EXERCISE TASK → Print every one of the entries below again, reproducing each line without any change.

GIVEN DATA →

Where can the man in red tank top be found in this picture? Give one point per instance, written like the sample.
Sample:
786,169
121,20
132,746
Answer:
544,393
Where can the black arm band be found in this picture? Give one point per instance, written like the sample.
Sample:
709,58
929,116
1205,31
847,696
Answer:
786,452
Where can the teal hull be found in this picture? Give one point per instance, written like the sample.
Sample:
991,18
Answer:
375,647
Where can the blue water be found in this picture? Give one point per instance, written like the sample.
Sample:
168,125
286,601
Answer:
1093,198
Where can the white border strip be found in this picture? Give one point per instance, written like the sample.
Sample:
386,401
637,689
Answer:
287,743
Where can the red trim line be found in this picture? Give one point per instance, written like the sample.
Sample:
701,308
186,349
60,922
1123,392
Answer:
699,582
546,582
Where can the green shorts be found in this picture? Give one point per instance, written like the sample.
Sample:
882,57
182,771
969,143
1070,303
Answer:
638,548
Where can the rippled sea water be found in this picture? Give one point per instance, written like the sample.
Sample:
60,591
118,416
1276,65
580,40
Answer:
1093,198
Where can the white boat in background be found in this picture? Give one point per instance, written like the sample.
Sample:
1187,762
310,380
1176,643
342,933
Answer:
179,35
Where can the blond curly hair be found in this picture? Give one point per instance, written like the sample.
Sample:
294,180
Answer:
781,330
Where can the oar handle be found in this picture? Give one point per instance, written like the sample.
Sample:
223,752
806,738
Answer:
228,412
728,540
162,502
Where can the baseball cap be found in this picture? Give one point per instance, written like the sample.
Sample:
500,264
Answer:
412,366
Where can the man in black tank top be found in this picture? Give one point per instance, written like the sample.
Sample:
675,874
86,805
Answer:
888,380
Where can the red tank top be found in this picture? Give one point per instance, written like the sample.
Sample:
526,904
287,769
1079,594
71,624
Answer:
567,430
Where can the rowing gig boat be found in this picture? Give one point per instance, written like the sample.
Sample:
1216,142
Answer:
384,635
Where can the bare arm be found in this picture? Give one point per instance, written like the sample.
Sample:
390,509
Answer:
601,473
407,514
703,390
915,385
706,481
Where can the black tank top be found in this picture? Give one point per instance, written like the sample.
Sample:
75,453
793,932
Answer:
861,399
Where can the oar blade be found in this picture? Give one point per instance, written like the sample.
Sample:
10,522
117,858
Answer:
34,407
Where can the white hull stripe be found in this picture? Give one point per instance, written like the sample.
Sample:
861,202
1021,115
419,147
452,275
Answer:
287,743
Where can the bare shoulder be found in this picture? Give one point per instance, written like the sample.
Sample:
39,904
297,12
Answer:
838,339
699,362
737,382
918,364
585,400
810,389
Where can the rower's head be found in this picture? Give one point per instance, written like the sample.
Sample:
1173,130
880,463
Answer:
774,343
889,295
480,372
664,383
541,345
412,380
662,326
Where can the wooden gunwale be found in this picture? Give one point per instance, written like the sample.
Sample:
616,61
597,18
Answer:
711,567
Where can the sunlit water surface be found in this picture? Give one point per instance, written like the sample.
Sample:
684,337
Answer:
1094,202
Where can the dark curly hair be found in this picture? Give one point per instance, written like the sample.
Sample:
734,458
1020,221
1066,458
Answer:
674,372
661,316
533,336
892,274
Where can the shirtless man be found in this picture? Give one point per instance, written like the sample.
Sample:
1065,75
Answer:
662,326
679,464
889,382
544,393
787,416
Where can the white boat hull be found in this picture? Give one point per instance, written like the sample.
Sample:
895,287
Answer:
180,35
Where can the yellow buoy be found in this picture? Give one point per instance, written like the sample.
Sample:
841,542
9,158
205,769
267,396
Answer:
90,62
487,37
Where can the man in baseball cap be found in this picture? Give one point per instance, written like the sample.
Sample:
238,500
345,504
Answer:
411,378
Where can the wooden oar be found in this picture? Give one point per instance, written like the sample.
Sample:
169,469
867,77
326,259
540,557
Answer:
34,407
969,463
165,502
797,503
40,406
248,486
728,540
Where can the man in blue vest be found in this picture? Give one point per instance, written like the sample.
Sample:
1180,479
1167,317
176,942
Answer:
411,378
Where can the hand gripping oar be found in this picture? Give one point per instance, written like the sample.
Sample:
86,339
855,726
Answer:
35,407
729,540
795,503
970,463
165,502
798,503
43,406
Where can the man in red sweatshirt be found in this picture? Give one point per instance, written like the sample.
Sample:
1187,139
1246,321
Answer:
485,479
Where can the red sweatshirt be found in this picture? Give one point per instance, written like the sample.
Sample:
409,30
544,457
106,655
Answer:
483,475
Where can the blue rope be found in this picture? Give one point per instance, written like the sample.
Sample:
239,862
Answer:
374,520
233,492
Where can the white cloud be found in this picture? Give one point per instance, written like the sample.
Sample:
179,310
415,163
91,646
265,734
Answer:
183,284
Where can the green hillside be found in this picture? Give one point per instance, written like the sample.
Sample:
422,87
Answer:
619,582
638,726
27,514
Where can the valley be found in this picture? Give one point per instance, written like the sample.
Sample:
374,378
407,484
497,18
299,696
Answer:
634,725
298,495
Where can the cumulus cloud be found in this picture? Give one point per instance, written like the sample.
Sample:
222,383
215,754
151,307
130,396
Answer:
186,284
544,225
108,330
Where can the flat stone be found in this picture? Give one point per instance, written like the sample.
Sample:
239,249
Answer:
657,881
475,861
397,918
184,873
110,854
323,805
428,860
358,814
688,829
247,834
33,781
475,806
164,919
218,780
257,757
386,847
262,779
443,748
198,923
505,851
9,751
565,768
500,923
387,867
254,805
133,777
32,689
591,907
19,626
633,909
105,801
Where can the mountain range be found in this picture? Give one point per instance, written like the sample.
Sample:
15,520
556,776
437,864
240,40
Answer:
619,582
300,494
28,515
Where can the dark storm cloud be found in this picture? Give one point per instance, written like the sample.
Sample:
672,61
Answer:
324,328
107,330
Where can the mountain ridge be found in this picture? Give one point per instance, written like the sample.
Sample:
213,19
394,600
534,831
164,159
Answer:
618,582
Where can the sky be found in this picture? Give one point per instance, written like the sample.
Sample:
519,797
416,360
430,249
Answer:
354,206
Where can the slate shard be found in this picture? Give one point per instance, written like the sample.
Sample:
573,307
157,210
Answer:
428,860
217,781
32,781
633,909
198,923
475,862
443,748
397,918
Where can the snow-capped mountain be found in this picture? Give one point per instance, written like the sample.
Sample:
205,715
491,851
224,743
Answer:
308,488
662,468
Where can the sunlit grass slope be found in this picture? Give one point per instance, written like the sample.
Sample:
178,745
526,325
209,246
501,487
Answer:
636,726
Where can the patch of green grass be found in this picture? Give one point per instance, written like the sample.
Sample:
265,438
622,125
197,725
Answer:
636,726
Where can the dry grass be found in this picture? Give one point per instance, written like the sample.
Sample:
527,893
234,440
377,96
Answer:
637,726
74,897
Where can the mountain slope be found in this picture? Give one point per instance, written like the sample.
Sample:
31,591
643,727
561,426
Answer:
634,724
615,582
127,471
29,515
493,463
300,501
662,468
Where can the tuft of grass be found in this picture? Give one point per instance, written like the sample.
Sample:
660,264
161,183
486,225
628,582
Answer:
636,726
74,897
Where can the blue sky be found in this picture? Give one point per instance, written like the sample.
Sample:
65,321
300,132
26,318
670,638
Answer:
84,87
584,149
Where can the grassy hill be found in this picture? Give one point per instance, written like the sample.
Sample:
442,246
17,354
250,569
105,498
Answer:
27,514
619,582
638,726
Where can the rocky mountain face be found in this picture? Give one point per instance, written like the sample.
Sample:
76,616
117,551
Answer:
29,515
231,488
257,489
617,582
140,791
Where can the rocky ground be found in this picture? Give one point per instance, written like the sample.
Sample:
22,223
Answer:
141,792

RESULT →
Where can the man in red tank top be found in this picture? Give one point per instance, written like the sample.
Sample:
786,169
121,20
132,746
Answer:
544,393
Where can the black arm band be found in this picture? Give one point per instance, written like the sample.
Sample:
709,58
929,116
1205,31
847,696
Answer:
786,452
Where can the teal hull be found in this picture? Give one point per instance, written like the sample.
Sample:
991,18
Answer:
375,647
Where can the blue water be found in this picture? Give one point per instance, written like the sample.
Sample:
168,125
286,601
Answer:
1093,198
Where can the white border strip be found in this picture? Give one point per instance, written like the sample.
Sample:
386,401
637,689
Answer:
287,743
Where can the red trim line be found in this picture? Give one point per instance, written like the sample.
Sample:
701,308
186,349
60,922
1123,392
Answer:
699,582
546,582
Where can the green shorts be found in this picture? Give one point per instance, written like the sample.
Sample:
882,57
182,771
969,143
1070,303
Answer:
638,548
Where can the rippled sea water be found in this picture? Give one point per instance, written like the sample.
Sample:
60,591
118,416
1276,65
580,40
Answer:
1093,198
Where can the white boat in background be found in this picture? Give one point per instance, written like the sample.
Sample:
1187,762
310,380
1176,643
342,933
Answer:
179,35
Where can the blond curly hair be found in this picture? Give one point per instance, written like the sample.
Sample:
294,180
Answer:
781,330
Where can the oar handle be found in this picture? Give one point per instance, written like the sample.
Sample:
223,752
806,738
Answer:
228,412
728,540
162,502
Where can the baseball cap be found in this picture? Give one point per instance, written like the sample.
Sample:
500,264
Answer:
412,366
Where can the man in black tank top be found in this picture? Give one point per instance, written like the sample.
Sample:
675,874
86,805
Answer:
888,380
Where can the red tank top be found in this picture? Give one point per instance, written like the sample.
Sample:
526,904
287,769
1079,594
71,624
Answer:
567,430
Where can the rowing gig boat be found in this picture? Give one point per instance, written like the sample.
Sample:
1216,142
Answer:
384,635
Where can the bare arm be found in this picture? Give one point per instance, written like the sample.
Sample:
390,509
Answer:
601,473
407,514
703,390
915,385
706,481
Where can the black tank top be found in this picture? Give one point per instance, written like the sample.
Sample:
75,453
793,932
Answer:
861,399
Where can the oar blade be found in this picture? Give one point per instance, written like the sample.
Sample:
10,522
117,858
Answer:
34,407
Where can the white hull stripe be found in this picture? Give one point per instance, written like the sample.
Sample:
861,202
1021,115
419,147
452,275
Answer:
287,743
Where can the bare shoulder be found in this picture? Give one point per instance, written like the sample.
Sample:
39,904
297,12
Answer:
838,339
699,362
737,382
918,364
585,400
810,389
Where can the rower's head be found in this picture? Give one point per instance, written like the sample.
Sample:
1173,130
880,463
Answer:
774,343
889,295
480,372
664,383
541,345
412,380
662,326
Where can the wooden gunwale be found in this picture? Give one point per instance, written like the sample.
Sample:
616,61
597,18
Answer:
711,567
Where can the sunlit water surface be found in this picture? Give one point per instance, written like the sample.
Sample:
684,337
Answer:
1094,202
Where can the dark curly hair be found in this picture? Give one point per instance, written like the sample.
Sample:
734,458
1020,221
1066,458
Answer:
674,372
661,316
533,336
892,274
Where can the shirtless man be found in this picture? Give one point per instance, written like the sample.
Sample:
1065,75
Answer:
662,326
679,464
889,382
544,393
787,416
Where can the white boat hull be found in this picture? Give one point per instance, written like the sample.
Sample:
895,287
Answer:
180,35
Where can the yellow buoy be found in this picture? Give one point per instance, written like the sample.
Sample:
841,542
9,158
205,769
267,396
Answer:
90,62
487,37
Where can the man in baseball cap be found in this picture? Give one point per instance, written like the sample.
Sample:
238,500
345,504
Answer:
411,378
Where can the wooden oar be found in this picture? Give one point per instance, written like the sample.
Sample:
169,469
867,77
326,259
540,557
Answer:
34,407
969,463
165,502
797,503
40,406
248,486
728,540
Where can the man in blue vest be found in this picture? Give one point per instance, written like the sample.
Sample:
1180,479
1167,317
176,942
Answer:
411,378
Where can the hand gripping oar be found in this picture? Give one point per instance, written like the sample.
Sample:
86,339
855,726
Answer:
35,407
729,540
795,503
970,463
165,502
798,503
43,406
Where can the man in red sweatshirt be found in this picture? Give one point per instance, written like the sample.
Sample:
1187,139
1246,321
Answer:
485,479
Where can the red sweatshirt be found in this picture? Give one point per instance, written like the sample.
Sample:
409,30
544,457
106,655
Answer:
483,475
Where can the blue rope be found in this picture? Give one point per instance, written like the sample.
Sample:
239,862
Answer:
374,520
233,492
Where can the white cloud be found in this picture? Give one point per instance, written like the sample.
Sample:
179,310
415,163
91,646
265,734
Answer:
183,284
Where can the green hillside be found in this picture? Give one point per instance, written like the sample.
Sample:
422,87
Answer:
619,582
638,726
27,514
Where can the valley be found in this picture? Give one point per instance, written like the sample.
Sample:
374,378
407,484
497,18
299,696
Answer:
634,725
298,495
Where can the cumulus cloud be found in this picture? Give one point per instance, written like the sample.
Sample:
222,383
215,754
151,307
130,396
Answer:
186,284
544,225
108,330
Where can the flat stone be found in this picture? Give one point per instance, written like the sample.
Sample:
239,249
Answer:
657,881
475,861
397,918
184,873
110,854
323,805
428,860
358,814
688,829
247,834
33,781
475,806
164,919
218,780
257,757
386,847
262,779
443,748
198,923
505,851
9,751
565,768
500,923
387,867
254,805
133,777
32,689
591,907
19,626
633,909
105,801
Where can the mountain range be found in this picture? Give one point per instance, written like the sample.
Sample:
15,520
556,776
437,864
240,40
Answer:
619,582
300,494
28,515
Where can the dark storm cloud be found in this picture? Give one point per instance, written like the sample.
Sample:
672,61
Answer:
324,328
107,330
Where can the mountain ridge be found in this picture? Give one point per instance, written like the sample.
Sample:
213,19
394,600
534,831
164,159
Answer:
618,582
Where can the sky be found in this picture? Give one point per instance, written like the sample.
Sample:
519,797
416,360
430,249
Answer:
354,206
Where can the slate shard be found in this picture? Give one point per instance, written like the sample.
Sample:
573,307
157,210
Answer:
428,860
217,781
32,781
633,909
198,923
475,862
443,748
397,918
Where can the snow-capped mountain be found in this picture? Give one point per instance, written like the sample.
Sample:
205,715
491,851
224,743
Answer:
308,488
662,468
Where can the sunlit grass slope be found in this picture? Give one point per instance, written like the sample.
Sample:
178,745
526,325
209,246
501,487
Answer:
636,726
Where can the patch of green grass be found in this picture? Give one point per instance, written like the sample.
Sample:
265,438
622,125
197,725
Answer:
636,726
Where can the dry grass be found in this picture? Give one point per instance, written like the sample.
Sample:
527,893
234,440
377,96
Answer:
637,726
74,897
Where can the mountain slope be found in this picture? Give one point per instance, written like the sample.
Sample:
31,591
643,727
561,426
Answer:
634,724
615,582
127,471
29,515
493,463
300,501
662,468
Where can the tuft of grass be found in this picture? Give one point per instance, written like the sample.
Sample:
660,264
161,183
486,225
628,582
Answer:
636,726
74,897
Where can the blue sky be found in this picture? Give one point per instance, written like the sample.
Sample:
65,321
300,132
26,318
670,638
Answer:
84,87
584,149
Where can the grassy hill be found in this picture? Give one point per instance, written like the sample.
Sample:
442,246
17,354
250,569
105,498
Answer:
27,514
619,582
638,726
Where can the rocky mountain face be found in this picture? Give one point per instance, written like the sample.
Sample:
76,616
117,551
Answer:
29,515
231,488
257,489
617,582
140,791
Where can the rocky ground be found in this picture? Give one point per instance, written like the sample.
Sample:
22,223
Answer:
141,792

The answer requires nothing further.